COMPLETE THE FOLLOWING:
1 > Answer the following from the forum thread about a wood turning demo, marking each answer with the matching letter.
(a) In what year did James Johnston build his lathe?
(b) What jig was used to turn the four bowls from the box elder?
(c) About how long did the bike ride to James Johnston's place take?
2 > State whether each statement below agrees with the forum thread about a wood turning demo. For each one, answer yes or no and quote the words from the thread that settle it.
(a) The box elder blank used for the bowls was dry.
(b) The Hill Country Turners club meets once a month in Kerrville.
(c) The pictures in the thread were taken with a dedicated camera rather than a phone.
3 > Write the next part of the forum thread about a wood turning demo, starting from the last point shown.

EXCERPT PROVIDED:

# wood turning demo ... pic heavy



## woodman6415 (Jun 11, 2016)

ok was not sure where to post this ... if the forum Gods decide its in the wrong place please move... thanks

the wood turning club I joined when I moved here is the Hill Country Turners ..it meets once a month in Kerrville Tx..... has members from all over hill country and some that drive inform San Antonio and a few from south Texas...a lot of real artist ....I'm not one...

in the summer months some of the members agree to a open shop .... usually some kind of demo...
Today it was a real pleasure to attend one put on by James Johnston ....

who you might ask who is James Johnston.... James is a founding member of Hill Country












Turners and one of the 4 original founding members of SWAT.... his lathe was built by him in 1988 and he can turn really big bowls and hollow forms ...
it was built to accept a axle and tongue to be pulled with a vehicle... I didn't see it but he has pulled it to SWAT and used it to demo.... multi times over the years ...
so today he turned some bowls out of a box elder.... blank was very green ... has had the tree for about 10 days..was cut local...
4 total bowls using a McNaughton coring jig
I will post the pics ... not sure if they are in order














he has a video posted on Hill Country Turners website ... in the members gallery....please check it out if you can... this is one of the nicest guys I have ever met....the shop is always open ...and he is always ready for any help or advice...

Reactions: Way Cool 5


----------



## Kevin (Jun 11, 2016)

That's some pretty red flame! Keep posting pictures Wendell - it's encouraging to me knowing I'm not the worst photographer on the forum.

Reactions: Funny 3


----------



## DKMD (Jun 11, 2016)

Looks like a lot of fun! I get a kick out of watching people who are really talented go through the paces.


----------



## woodtickgreg (Jun 11, 2016)

Very cool stuff to see. Gotta love a guy that builds his own monster lathe!

Reactions: Agree 1


----------



## woodman6415 (Jun 11, 2016)

Kevin said:


> That's some pretty red flame! Keep posting pictures Wendell - it's encouraging to me knowing I'm not the worst photographer on the forum.



Way to stomp on my one feeling there Kevin ... .. In my defense that's my antique IPhone 5 with its otter box cover that has been dropped at least 2000 times ... Was around 20 other people in room to jocking around taking pics and dodging flying wood strands ... Very wet and stunk really bad ... 
The smart thing would done been to take my real camera ... But I'm not a smart person ...
I take pictures about as well as I turn ... Badly ... 
I did ride my bike over to his place ... About 50 minutes ... First thing he said was .., how the hell are you going to haul any blanks back on that? ... Guess I'll have to go back in truck ...
If any of you guys going to SWAT he sets up a pretty big booth ... Stop by and say hi ...

Reactions: Like 2


----------



## woodman6415 (Jun 11, 2016)

INFORMATION SHOWN:

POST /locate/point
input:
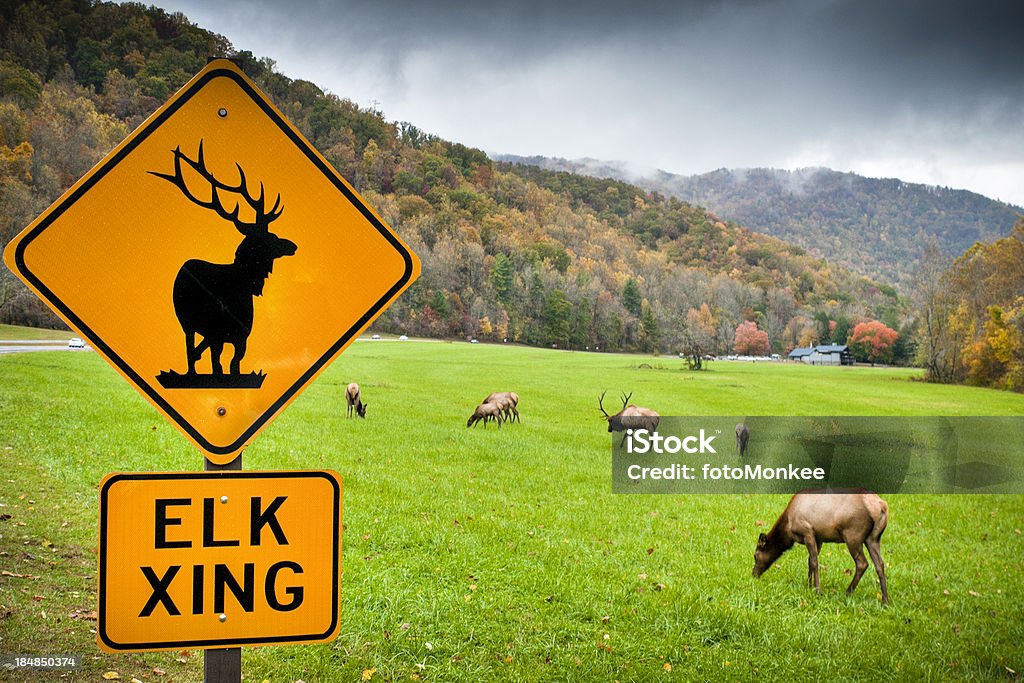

THE RESULTS:
1 >
(a) 1988
(b) A McNaughton coring jig
(c) About 50 minutes

2 >
(a) No: "blank was very green"
(b) Yes: "it meets once a month in Kerrville Tx"
(c) No: "In my defense that's my antique IPhone 5 with its otter box cover"

3 >
I'm just joking back at your joking with me .... I don't have any feelings

Reactions: Funny 1


----------



## Kevin (Jun 11, 2016)

woodman6415 said:


> I'm just joking back at your joking with me .... I don't have any feelings



Yeah I knew that. I expect to get it as good as I give it though so it's all good. 

You better not dodge me at SWAT this year!


----------



## Kevin (Jun 11, 2016)

woodman6415 said:


> If any of you guys going to SWAT he sets up a pretty big booth ... Stop by and say hi ...



Is he the guy that has been selling FBE there for many years? That FBE looks just like the stuff I saw at a booth there last year and someone told me that vendor has been selling it for many moons there.


----------



## woodman6415 (Jun 11, 2016)

Kevin said:


> Is he the guy that has been selling FBE there for many years? That FBE looks just like the stuff I saw at a booth there last year and someone told me that vendor has been selling it for many moons there.


Yes same guy ...

Reactions: Like 1


----------



## woodman6415 (Jun 11, 2016)

Kevin said:


> Yeah I knew that. I expect to get it as good as I give it though so it's all good.
> 
> You better not dodge me at SWAT this year!


Not going to SWAT ... The boss had us booked going to Alaska ... 2 weeks of driving around in a big RV ...


----------



## Kevin (Jun 11, 2016)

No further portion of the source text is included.